> _Exercise details_: Reproduce the listing that follows with no differences at all.

[Coordinate annotation records]

* * * * * * * * *

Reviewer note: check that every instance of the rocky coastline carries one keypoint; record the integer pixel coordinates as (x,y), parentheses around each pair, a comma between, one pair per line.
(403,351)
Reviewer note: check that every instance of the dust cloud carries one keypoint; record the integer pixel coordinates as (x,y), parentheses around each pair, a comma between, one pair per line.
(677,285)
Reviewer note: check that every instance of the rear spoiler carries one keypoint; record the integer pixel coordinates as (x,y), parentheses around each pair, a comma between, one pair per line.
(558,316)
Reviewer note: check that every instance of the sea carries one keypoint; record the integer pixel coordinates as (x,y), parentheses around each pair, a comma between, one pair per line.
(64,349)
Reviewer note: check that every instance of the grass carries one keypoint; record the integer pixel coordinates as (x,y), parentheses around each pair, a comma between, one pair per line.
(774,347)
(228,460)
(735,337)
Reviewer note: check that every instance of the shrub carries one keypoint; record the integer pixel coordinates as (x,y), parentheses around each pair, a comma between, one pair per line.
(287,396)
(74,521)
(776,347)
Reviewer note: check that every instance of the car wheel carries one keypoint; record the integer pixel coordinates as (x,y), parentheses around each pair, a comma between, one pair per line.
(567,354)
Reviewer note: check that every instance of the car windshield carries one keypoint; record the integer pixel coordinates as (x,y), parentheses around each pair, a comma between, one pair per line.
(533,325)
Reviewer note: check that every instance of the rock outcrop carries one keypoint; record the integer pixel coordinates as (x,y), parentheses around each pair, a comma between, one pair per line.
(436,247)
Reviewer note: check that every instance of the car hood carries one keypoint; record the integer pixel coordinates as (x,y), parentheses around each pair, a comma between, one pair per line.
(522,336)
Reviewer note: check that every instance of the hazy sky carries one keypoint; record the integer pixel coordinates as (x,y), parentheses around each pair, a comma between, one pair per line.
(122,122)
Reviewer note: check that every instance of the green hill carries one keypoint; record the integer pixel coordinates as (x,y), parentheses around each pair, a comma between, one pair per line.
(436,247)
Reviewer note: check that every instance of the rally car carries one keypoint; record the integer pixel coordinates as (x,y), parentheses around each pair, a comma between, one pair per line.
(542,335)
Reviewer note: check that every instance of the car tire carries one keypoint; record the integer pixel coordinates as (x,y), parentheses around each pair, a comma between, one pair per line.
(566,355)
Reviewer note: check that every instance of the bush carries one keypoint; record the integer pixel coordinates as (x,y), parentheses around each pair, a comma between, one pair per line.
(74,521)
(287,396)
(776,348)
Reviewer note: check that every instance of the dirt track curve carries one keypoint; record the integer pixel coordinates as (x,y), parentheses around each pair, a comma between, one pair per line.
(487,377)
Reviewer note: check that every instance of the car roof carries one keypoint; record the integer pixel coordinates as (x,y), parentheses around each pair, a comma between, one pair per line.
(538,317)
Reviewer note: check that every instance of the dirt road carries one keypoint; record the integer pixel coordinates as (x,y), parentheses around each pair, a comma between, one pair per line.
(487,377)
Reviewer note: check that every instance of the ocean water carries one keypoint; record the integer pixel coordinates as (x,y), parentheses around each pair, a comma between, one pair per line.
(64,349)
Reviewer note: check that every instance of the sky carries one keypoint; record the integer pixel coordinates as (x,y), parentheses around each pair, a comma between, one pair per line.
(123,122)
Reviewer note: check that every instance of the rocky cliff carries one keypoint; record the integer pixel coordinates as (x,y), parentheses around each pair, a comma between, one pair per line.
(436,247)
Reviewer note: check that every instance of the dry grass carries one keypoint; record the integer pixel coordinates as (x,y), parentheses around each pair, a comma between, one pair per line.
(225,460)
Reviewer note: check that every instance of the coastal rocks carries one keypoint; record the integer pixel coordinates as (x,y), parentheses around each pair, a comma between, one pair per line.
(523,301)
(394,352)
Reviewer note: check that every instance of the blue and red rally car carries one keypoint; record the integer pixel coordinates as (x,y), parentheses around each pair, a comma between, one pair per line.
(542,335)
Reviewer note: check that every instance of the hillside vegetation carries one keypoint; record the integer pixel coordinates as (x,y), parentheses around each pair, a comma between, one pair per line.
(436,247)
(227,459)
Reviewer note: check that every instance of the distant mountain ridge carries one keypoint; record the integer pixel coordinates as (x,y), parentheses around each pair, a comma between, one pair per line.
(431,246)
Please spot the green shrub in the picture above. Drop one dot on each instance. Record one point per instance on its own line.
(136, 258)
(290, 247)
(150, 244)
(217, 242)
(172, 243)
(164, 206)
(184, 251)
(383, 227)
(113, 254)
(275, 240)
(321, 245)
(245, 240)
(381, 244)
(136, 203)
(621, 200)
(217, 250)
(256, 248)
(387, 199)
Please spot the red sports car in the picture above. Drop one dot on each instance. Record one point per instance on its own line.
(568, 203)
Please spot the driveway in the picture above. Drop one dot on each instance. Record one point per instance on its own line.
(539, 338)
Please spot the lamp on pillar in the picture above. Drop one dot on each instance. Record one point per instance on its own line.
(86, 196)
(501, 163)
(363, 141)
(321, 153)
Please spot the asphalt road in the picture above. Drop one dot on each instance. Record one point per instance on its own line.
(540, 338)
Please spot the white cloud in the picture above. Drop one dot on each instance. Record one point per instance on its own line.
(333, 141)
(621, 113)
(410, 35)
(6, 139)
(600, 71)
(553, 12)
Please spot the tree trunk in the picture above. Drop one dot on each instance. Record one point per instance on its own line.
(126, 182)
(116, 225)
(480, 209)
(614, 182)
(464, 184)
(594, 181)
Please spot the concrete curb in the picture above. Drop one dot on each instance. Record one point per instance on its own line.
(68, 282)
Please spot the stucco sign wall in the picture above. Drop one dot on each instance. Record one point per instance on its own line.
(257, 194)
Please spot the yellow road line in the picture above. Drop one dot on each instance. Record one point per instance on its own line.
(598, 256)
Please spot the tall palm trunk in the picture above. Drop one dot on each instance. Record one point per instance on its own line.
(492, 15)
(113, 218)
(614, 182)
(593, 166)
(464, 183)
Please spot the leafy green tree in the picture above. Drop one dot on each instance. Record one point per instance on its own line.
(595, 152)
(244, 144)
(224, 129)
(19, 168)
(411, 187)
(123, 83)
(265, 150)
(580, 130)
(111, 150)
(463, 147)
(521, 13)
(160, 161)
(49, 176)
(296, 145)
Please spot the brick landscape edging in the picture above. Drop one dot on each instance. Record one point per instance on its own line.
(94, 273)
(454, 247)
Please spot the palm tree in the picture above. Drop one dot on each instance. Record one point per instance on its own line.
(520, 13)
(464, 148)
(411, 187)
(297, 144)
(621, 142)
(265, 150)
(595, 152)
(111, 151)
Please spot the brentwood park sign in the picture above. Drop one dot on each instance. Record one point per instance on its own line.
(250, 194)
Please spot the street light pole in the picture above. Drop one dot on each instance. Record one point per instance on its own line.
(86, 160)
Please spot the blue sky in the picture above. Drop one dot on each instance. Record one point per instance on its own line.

* * * * * * * * *

> _Task response_:
Reviewer note: check that every instance of the rocky coastline carries one keypoint; record the integer pixel coordinates as (x,y), parentheses around each pair, a comma between, one pair per line.
(403,351)
Reviewer note: check that every instance of the dust cloud carries one keypoint; record the integer pixel coordinates as (x,y), parentheses around each pair, a comma between, one pair per line.
(677,285)
Reviewer note: check that every instance of the rear spoiler carries one keypoint; record the integer pixel coordinates as (x,y), parentheses around each pair, a comma between, one pair per line.
(558,316)
Reviewer note: check that every instance of the sea carries one keypoint; record the integer pixel coordinates as (x,y), parentheses around each pair, a comma between, one pair per line.
(64,349)
Reviewer note: check that every instance of the grass carries one keypoint; record the integer pixel coordinates as (x,y), parentheses around each pair, a comma between, one pair per line.
(774,347)
(228,460)
(735,337)
Reviewer note: check that every instance of the shrub carries one keypoint; record the integer pixel coordinates as (x,y), parentheses around each pair, a comma between, one pair per line.
(287,396)
(74,521)
(776,347)
Reviewer note: check that every instance of the car wheel carries one keypoint; record the integer pixel coordinates as (x,y), parentheses around each pair, a comma between, one pair per line.
(567,354)
Reviewer note: check that every instance of the car windshield carries one keypoint; record the integer pixel coordinates as (x,y), parentheses around each pair, a comma between, one pair per line.
(533,325)
Reviewer note: check that every instance of the rock outcrop carries one keypoint; record the integer pixel coordinates as (x,y), parentheses around each pair, a comma between, one pair per line.
(436,247)
Reviewer note: check that every instance of the car hood carries one keypoint; record the integer pixel coordinates as (x,y), parentheses around each pair, a comma between, one pair per line.
(522,336)
Reviewer note: check that every instance of the hazy sky carries one keypoint; record the integer pixel coordinates as (x,y), parentheses around each pair, a comma between, one pair per line.
(122,122)
Reviewer note: check that every instance of the green hill carries one keypoint; record the integer pixel coordinates as (x,y), parentheses around each pair, a comma between, one pair per line.
(436,247)
Reviewer note: check that every instance of the rally car carries one keypoint; record the integer pixel coordinates as (x,y), parentheses around each pair, a comma between, one pair per line.
(542,335)
Reviewer note: check that every instance of the car tire carries one keypoint; record the integer pixel coordinates as (x,y), parentheses around each pair, a comma between, one pair per line.
(566,355)
Reviewer note: check that every instance of the bush carries one keypoint; record the integer pixel coordinates as (x,y), parentheses around each pair, a comma between, one pair per line.
(74,521)
(287,396)
(776,348)
Reviewer note: check that every instance of the dirt track curve carries one keypoint; record the integer pixel coordinates as (x,y), parentheses around each pair, a comma between, one pair per line.
(487,377)
Reviewer note: check that every instance of the car roof carries one keypoint; record the integer pixel coordinates as (x,y), parentheses around each pair, a comma between, one pair per line.
(538,317)
Reviewer note: check that every instance of the dirt road carries one keypoint; record the integer pixel coordinates as (x,y), parentheses around each pair, a comma between, one pair per line.
(487,377)
Reviewer note: check that every instance of the ocean water carries one keypoint; record the integer pixel coordinates as (x,y), parentheses around each pair, a comma between, one pair per line.
(64,349)
Reviewer note: check that every instance of the sky carries one keypoint; record the integer pixel coordinates as (x,y), parentheses around each pair, a comma between, one pair per line.
(123,122)
Reviewer note: check that every instance of the rocky cliff carries one keypoint; record the integer pixel coordinates as (x,y), parentheses around each pair, a comma between, one pair per line.
(436,247)
Reviewer note: check that every instance of the dry grass carries one keypoint; record the integer pixel coordinates as (x,y), parentheses around each pair, a comma between, one pair per line.
(225,460)
Reviewer note: check that every instance of the coastal rocks carries one keypoint; record the integer pixel coordinates as (x,y), parentheses around each pair, a comma between, one pair per line.
(523,301)
(394,352)
Reviewer note: check that every instance of the blue and red rally car carries one keypoint; record the integer pixel coordinates as (x,y), parentheses around each pair, a comma between, one pair per line.
(542,335)
Reviewer note: check that every instance of the hillside vegetation carries one keypoint; record the integer pixel coordinates as (x,y), parentheses around each pair, a comma between, one pair per line.
(436,247)
(227,459)
Reviewer note: check that every instance of the distant mountain ridge carries one keypoint; record the integer pixel coordinates as (x,y), parentheses around each pair, a comma between, one pair per line.
(431,246)
Please spot the green shrub in the picture above. Drop one dot on each instance. Record one point per instance on its own line.
(136, 258)
(290, 247)
(150, 244)
(217, 242)
(172, 243)
(164, 206)
(184, 251)
(383, 227)
(113, 254)
(275, 240)
(321, 245)
(245, 240)
(381, 244)
(136, 203)
(621, 200)
(217, 250)
(256, 248)
(387, 199)
Please spot the red sports car in the picture above. Drop one dot on each instance. Record one point per instance on its own line.
(568, 203)
Please spot the driveway in the picture above. Drop one dot on each instance. Record one point per instance on its own line.
(539, 338)
Please spot the lamp on pillar in the picture above. Drop one dot on each instance. Record one point per instance on its own line.
(86, 196)
(501, 163)
(363, 141)
(321, 153)
Please spot the asphalt road in the picture above. Drop one dot on each instance. Record one point per instance on its own line.
(540, 338)
Please spot the white cloud in the picture above. Drop one dot on each instance. Record one point per instance on its own line.
(333, 141)
(621, 113)
(410, 35)
(6, 139)
(600, 71)
(553, 12)
Please spot the tree trunk in the picture above. Drop one dot on each instance. Record one point per instance on its own line.
(126, 182)
(116, 225)
(480, 209)
(614, 182)
(464, 184)
(594, 181)
Please spot the concrete curb in the picture above. Drop one dot on each instance. Record one point per instance on its own line.
(68, 282)
Please spot the stucco sign wall in the picture above. Drop one dot on each instance. Record one point per instance on its own line.
(257, 194)
Please spot the yellow road line in the picture above. Drop one dot on each instance. Record one point per instance on its own line.
(598, 256)
Please spot the tall palm trunk in the picture above. Drop one dot on each instance. Record one point per instance on its own line.
(492, 15)
(113, 218)
(614, 182)
(593, 166)
(464, 183)
Please spot the leafy green tree in the picture above. Drop one dot on each instance. Record one point per instance on its own line.
(595, 152)
(244, 144)
(224, 129)
(19, 168)
(411, 187)
(123, 83)
(265, 150)
(580, 130)
(111, 150)
(463, 147)
(521, 13)
(160, 161)
(49, 176)
(296, 145)
Please spot the brick landscape edging in the picture above. Drop one dot on each instance. Record one point per instance on its own line.
(94, 273)
(454, 247)
Please spot the palm tree in the picture above. Drop one dot on each instance. Record one point per instance on its own line.
(520, 13)
(464, 148)
(411, 187)
(297, 144)
(621, 142)
(265, 150)
(595, 152)
(111, 151)
Please spot the brentwood park sign in the picture above. Drop one dot on each instance. Record one point per instance on its own line.
(250, 194)
Please spot the street light pole in the picture above. Drop one dot on each instance. Record one point per instance on its own line.
(86, 160)
Please spot the blue sky in the picture above. Drop one dot on each instance. Record one point per instance on its own line.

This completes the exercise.